**Task requirements:** From the listing below, please restate exactly the lines beginning at the one with "Identify any visible eye pupil." and ending at the one with "Identify any visible red tile roof.", both included, and skip the pictures.

**Dataset content:**
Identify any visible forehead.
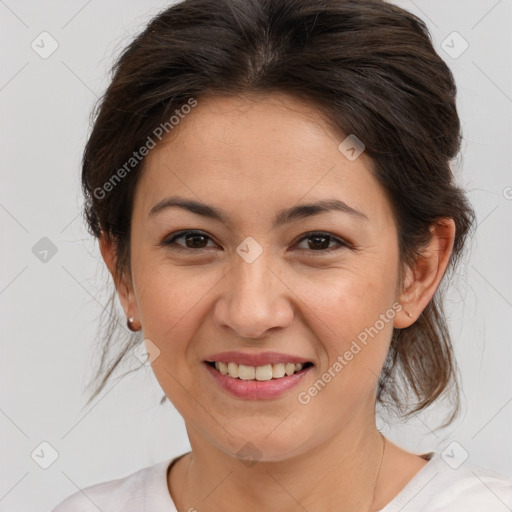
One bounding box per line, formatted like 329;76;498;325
134;93;391;227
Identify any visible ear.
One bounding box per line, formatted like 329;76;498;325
99;232;138;323
394;218;455;329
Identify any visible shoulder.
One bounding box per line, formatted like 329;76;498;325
51;458;174;512
382;452;512;512
428;455;512;511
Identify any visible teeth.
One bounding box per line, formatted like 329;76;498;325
212;361;307;380
272;363;286;378
227;362;239;378
255;364;273;381
285;363;296;376
238;364;256;380
217;361;228;375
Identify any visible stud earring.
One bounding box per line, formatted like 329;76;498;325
127;316;139;332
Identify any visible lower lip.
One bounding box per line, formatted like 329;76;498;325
204;362;313;400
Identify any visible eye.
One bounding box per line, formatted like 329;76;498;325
294;231;349;253
160;230;218;251
159;230;350;253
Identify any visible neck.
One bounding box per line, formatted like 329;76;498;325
171;420;386;512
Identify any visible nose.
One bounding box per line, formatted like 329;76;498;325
212;252;294;339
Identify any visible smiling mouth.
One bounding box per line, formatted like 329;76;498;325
205;361;314;381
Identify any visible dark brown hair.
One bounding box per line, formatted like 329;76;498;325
81;0;475;426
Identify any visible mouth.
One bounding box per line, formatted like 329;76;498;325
205;360;314;381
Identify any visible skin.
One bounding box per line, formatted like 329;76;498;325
100;93;455;512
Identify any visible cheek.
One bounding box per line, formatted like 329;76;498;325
293;256;399;393
132;262;219;354
132;264;219;414
299;258;398;337
294;276;398;421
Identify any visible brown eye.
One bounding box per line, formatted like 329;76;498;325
295;232;348;253
160;230;349;254
161;230;217;251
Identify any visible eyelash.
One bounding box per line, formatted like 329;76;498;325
159;230;350;254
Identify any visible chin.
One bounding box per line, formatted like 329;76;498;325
214;427;312;464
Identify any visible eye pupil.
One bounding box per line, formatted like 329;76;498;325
308;235;330;250
187;234;207;248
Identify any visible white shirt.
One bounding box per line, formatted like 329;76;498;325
51;451;512;511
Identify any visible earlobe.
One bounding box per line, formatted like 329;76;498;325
394;219;456;329
99;232;138;325
394;265;416;329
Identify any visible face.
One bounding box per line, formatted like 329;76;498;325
122;93;406;461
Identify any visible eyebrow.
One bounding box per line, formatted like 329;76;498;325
148;196;368;226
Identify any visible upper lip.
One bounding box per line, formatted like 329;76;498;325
205;351;313;367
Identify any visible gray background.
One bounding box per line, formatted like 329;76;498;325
1;0;511;510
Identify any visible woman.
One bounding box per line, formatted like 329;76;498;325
52;0;512;510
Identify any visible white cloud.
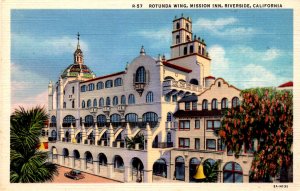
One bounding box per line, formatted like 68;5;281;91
11;63;48;112
137;28;171;48
208;45;289;89
12;34;88;56
194;17;256;38
262;48;281;61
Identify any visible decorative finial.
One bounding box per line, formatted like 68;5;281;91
181;13;184;17
162;54;166;61
125;62;129;70
77;32;80;49
140;45;146;55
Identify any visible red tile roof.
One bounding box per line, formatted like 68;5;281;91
278;81;293;88
81;71;125;83
205;76;215;79
162;61;192;73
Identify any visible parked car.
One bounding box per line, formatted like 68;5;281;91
64;169;85;180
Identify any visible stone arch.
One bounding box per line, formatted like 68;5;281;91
98;153;107;166
85;151;93;164
73;150;80;159
189;157;200;182
113;155;124;169
175;156;185;181
114;127;123;140
153;158;167;178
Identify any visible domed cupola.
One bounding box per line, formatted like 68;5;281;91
60;33;95;80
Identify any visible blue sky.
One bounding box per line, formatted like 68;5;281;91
11;9;293;110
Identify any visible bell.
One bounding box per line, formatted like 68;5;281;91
193;164;206;180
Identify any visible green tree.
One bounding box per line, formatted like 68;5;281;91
10;106;58;183
203;160;219;182
125;133;144;149
219;88;293;182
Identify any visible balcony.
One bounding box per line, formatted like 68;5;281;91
102;106;110;115
49;123;56;127
117;104;126;115
62;123;76;128
152;142;173;148
163;80;205;94
134;82;146;96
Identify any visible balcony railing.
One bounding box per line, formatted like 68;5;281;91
152;142;173;148
163;80;204;93
95;122;159;129
49;123;56;127
62;123;76;127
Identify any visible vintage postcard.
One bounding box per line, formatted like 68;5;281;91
0;0;299;191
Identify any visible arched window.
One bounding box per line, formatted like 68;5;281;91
128;94;135;104
63;115;75;127
142;112;158;128
232;97;240;108
113;96;118;106
165;95;171;102
223;162;243;183
189;45;194;53
110;114;121;124
93;98;97;107
105;80;113;88
135;67;146;83
84;115;94;127
125;113;138;122
153;158;167;178
106;97;110;106
172;94;177;102
190;79;198;85
167;112;172;122
97;114;106;127
176;22;180;29
121;95;126;105
87;99;91;108
186;35;190;42
72;100;75;108
202;99;208;110
88;83;95;91
81;85;86;92
50;115;56;127
176;35;180;44
221;98;228;109
99;98;104;107
97;82;104;90
63;102;66;109
186;23;189;30
114;78;123;87
175;156;185;181
164;76;175;81
82;100;85;108
184;47;187;55
146;91;154;103
51;130;57;140
211;99;218;110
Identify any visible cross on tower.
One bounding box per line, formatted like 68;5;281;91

**Your solution:**
Identify any visible eye pupil.
One bounding box per line, formatted like 329;76;498;325
308;235;330;250
187;234;207;248
Identify any visible white shirt.
One bounding box per line, formatted like 329;76;498;325
51;451;512;511
Identify any visible earlobe.
One bounding box per line, formatted like 329;76;498;325
394;219;456;329
99;232;138;325
394;265;416;329
Identify any visible face.
One bounding box per line, formatted like 329;76;498;325
122;93;406;461
Identify any visible eyebrow.
One bounding box per line, formatted like 329;76;498;325
148;196;368;226
Identify any visible upper lip.
One bounding box per line, formatted like 329;76;498;325
205;351;313;367
Identify any visible gray background.
One bounding box per line, formatted like 329;76;498;325
1;0;511;510
Identify any visible woman.
One bounding box per line, formatted like 329;76;498;325
52;0;512;510
Identify any visible white cloud.
One bounding box per line, formatted like 68;5;281;91
11;63;48;112
137;28;171;48
208;45;289;89
12;34;88;56
194;17;256;38
262;48;281;61
Identify any visible decorative finial.
One bounding box per line, formatted like 68;5;281;91
181;13;184;17
162;54;166;61
125;62;129;70
77;32;80;49
140;45;146;55
Identify any visible red tile roof.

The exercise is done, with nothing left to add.